>>>
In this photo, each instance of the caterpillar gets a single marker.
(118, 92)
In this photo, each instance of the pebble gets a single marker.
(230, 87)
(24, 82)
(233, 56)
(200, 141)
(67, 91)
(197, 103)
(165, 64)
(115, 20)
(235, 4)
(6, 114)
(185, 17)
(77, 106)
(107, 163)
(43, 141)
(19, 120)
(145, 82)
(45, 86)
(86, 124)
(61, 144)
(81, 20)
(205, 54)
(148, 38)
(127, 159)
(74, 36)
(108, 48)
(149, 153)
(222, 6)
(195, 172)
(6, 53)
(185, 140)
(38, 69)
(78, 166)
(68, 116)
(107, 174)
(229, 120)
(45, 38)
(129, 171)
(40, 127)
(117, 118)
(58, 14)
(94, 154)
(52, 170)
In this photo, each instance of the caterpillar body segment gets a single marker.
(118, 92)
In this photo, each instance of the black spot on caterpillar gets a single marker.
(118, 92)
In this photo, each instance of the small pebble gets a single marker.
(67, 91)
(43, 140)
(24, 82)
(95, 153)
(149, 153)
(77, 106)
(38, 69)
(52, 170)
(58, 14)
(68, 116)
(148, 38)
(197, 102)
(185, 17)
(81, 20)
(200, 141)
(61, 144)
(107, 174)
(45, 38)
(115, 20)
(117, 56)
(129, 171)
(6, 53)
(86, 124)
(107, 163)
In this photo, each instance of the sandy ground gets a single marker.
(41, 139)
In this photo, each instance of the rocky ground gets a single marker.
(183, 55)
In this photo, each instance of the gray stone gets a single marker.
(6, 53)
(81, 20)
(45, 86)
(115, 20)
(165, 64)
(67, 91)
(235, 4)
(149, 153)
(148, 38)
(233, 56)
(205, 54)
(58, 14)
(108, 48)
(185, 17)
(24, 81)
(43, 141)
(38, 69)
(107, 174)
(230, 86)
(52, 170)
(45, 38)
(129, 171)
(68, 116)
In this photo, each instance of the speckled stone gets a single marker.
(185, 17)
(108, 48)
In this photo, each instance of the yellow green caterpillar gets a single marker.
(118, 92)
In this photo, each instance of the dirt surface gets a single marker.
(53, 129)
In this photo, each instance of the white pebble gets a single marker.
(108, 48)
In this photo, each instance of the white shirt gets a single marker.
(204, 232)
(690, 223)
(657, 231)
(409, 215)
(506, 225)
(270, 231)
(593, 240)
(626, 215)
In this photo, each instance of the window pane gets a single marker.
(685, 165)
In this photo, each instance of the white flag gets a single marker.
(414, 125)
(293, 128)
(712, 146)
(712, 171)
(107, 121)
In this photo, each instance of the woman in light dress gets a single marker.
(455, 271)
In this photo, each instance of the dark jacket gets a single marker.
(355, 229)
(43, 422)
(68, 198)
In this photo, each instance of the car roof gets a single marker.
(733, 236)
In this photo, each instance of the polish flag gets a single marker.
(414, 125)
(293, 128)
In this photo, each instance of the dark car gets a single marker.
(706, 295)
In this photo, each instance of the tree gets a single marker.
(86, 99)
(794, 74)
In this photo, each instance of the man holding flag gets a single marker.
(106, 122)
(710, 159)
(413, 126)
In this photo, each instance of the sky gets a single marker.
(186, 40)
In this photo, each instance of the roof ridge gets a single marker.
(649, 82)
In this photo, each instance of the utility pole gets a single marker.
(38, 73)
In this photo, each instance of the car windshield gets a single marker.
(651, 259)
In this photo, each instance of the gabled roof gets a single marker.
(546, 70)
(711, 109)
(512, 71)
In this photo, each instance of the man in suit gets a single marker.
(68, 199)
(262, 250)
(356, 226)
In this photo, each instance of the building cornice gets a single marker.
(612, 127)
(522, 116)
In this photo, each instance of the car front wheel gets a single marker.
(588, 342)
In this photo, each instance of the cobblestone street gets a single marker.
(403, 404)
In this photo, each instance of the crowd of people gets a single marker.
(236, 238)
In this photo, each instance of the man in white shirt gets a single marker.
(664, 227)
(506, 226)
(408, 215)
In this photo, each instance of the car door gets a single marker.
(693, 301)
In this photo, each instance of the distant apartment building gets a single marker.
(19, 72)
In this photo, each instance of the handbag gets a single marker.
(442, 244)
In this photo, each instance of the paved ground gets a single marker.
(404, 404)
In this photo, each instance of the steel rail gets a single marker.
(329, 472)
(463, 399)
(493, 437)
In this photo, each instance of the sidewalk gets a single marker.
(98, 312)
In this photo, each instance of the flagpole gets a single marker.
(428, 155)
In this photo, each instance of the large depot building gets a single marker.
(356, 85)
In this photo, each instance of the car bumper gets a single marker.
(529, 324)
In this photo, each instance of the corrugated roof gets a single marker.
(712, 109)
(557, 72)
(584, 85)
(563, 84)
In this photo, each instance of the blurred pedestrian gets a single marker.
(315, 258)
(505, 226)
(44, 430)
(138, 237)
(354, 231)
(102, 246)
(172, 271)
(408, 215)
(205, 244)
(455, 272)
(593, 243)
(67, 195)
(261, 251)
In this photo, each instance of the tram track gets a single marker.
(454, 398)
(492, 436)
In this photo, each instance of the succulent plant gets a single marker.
<<<
An exact repetition of the data above is all that is needed.

In this photo, each instance of the caterpillar gets a single marker.
(118, 92)
In this photo, each instance of the pebble gets a single marker.
(230, 87)
(24, 82)
(233, 56)
(200, 141)
(67, 91)
(197, 103)
(165, 64)
(115, 20)
(235, 4)
(6, 114)
(185, 17)
(77, 106)
(107, 163)
(43, 141)
(19, 120)
(145, 82)
(45, 86)
(86, 124)
(61, 144)
(81, 20)
(205, 54)
(148, 38)
(127, 159)
(74, 36)
(108, 48)
(149, 153)
(222, 6)
(195, 172)
(6, 53)
(185, 140)
(38, 69)
(78, 166)
(68, 116)
(107, 174)
(229, 120)
(45, 38)
(129, 171)
(40, 127)
(117, 118)
(58, 14)
(94, 154)
(52, 170)
In this photo, each instance of the caterpillar body segment gets a single marker.
(118, 92)
In this photo, each instance of the black spot on caterpillar gets a single marker.
(118, 92)
In this photo, each instance of the small pebble gets a single marker.
(67, 91)
(43, 140)
(24, 82)
(95, 153)
(149, 153)
(77, 106)
(38, 69)
(52, 170)
(58, 14)
(68, 116)
(148, 38)
(197, 102)
(185, 17)
(81, 20)
(200, 141)
(61, 144)
(107, 174)
(45, 38)
(115, 20)
(117, 56)
(129, 171)
(6, 53)
(86, 124)
(107, 163)
In this photo, each instance of the sandy ground gets a single marker.
(41, 139)
In this photo, each instance of the rocky ground gets a single marker.
(183, 55)
In this photo, each instance of the gray stone gets a single marker.
(6, 53)
(81, 20)
(45, 86)
(115, 20)
(165, 64)
(67, 91)
(235, 4)
(149, 153)
(148, 38)
(233, 56)
(205, 54)
(58, 14)
(108, 48)
(185, 17)
(24, 81)
(43, 141)
(38, 69)
(107, 174)
(230, 86)
(52, 170)
(45, 38)
(129, 171)
(68, 116)
In this photo, each instance of the speckled stone gets a single marker.
(185, 17)
(108, 48)
In this photo, each instance of the yellow green caterpillar gets a single marker.
(118, 92)
In this photo, each instance of the dirt surface gets a single marker.
(53, 129)
In this photo, each instance of the white pebble gets a single marker.
(108, 48)
In this photo, each instance of the white shirt gets a single marker.
(204, 232)
(690, 223)
(657, 231)
(409, 215)
(506, 225)
(270, 231)
(593, 240)
(626, 215)
In this photo, each instance of the window pane gets a single marker.
(685, 165)
In this photo, each instance of the white flag gets a single marker.
(414, 125)
(293, 128)
(712, 146)
(712, 171)
(107, 121)
In this photo, each instance of the woman in light dress gets a single marker.
(455, 271)
In this photo, each instance of the dark jacket gets a single marker.
(355, 229)
(43, 422)
(68, 198)
In this photo, each instance of the car roof gets a single marker.
(733, 236)
In this photo, each instance of the polish flag gets a single marker.
(414, 125)
(293, 128)
In this photo, each instance of the dark car gets a single marker.
(706, 295)
In this photo, each instance of the tree gets a single marker.
(86, 99)
(794, 74)
In this photo, each instance of the man holding flag gets a single marker.
(106, 122)
(710, 159)
(413, 126)
In this photo, each instance of the sky gets a single marker.
(186, 40)
In this photo, each instance of the roof ridge gets a single marker.
(649, 82)
In this photo, each instance of the utility pole gets a single marker.
(38, 73)
In this photo, each instance of the car windshield gets a single marker.
(651, 259)
In this photo, each instance of the gabled roof gets a single marker.
(546, 70)
(711, 109)
(512, 71)
In this photo, each instance of the man in suit gets a single marker.
(68, 199)
(262, 250)
(356, 226)
In this photo, each instance of the building cornice gets a single marker.
(612, 127)
(522, 116)
In this photo, each instance of the car front wheel gets a single marker.
(588, 342)
In this photo, each instance of the cobblestone street gets a single marker.
(403, 404)
In this photo, each instance of the crowd of people gets a single marker.
(236, 238)
In this photo, each instance of the man in white shirt gets a single marker.
(664, 227)
(506, 226)
(408, 215)
In this photo, each instance of the car door gets a single marker.
(693, 301)
In this photo, each instance of the distant apartment building gets a single marker.
(19, 72)
In this photo, each instance of the handbag gets a single marker.
(442, 244)
In this photo, each instance of the paved ground gets a single marker.
(404, 404)
In this photo, each instance of the steel rail gets a single marker.
(329, 472)
(463, 399)
(493, 437)
In this photo, each instance of the sidewalk gets a single marker.
(98, 312)
In this photo, each instance of the flagpole gets a single marker.
(428, 155)
In this photo, each instance of the large depot building gets a single marker.
(356, 85)
In this photo, each instance of the car bumper gets a single marker.
(529, 324)
In this photo, each instance of the corrugated roof gets a single marker.
(712, 109)
(557, 72)
(584, 85)
(563, 84)
In this photo, each instance of the blurred pedestrian gets a single marker.
(315, 258)
(505, 226)
(44, 430)
(138, 237)
(354, 231)
(102, 246)
(172, 271)
(408, 215)
(205, 244)
(455, 272)
(593, 243)
(67, 195)
(261, 251)
In this photo, each instance of the tram track gets a single marker.
(454, 398)
(492, 436)
In this photo, each instance of the succulent plant gets a single marker.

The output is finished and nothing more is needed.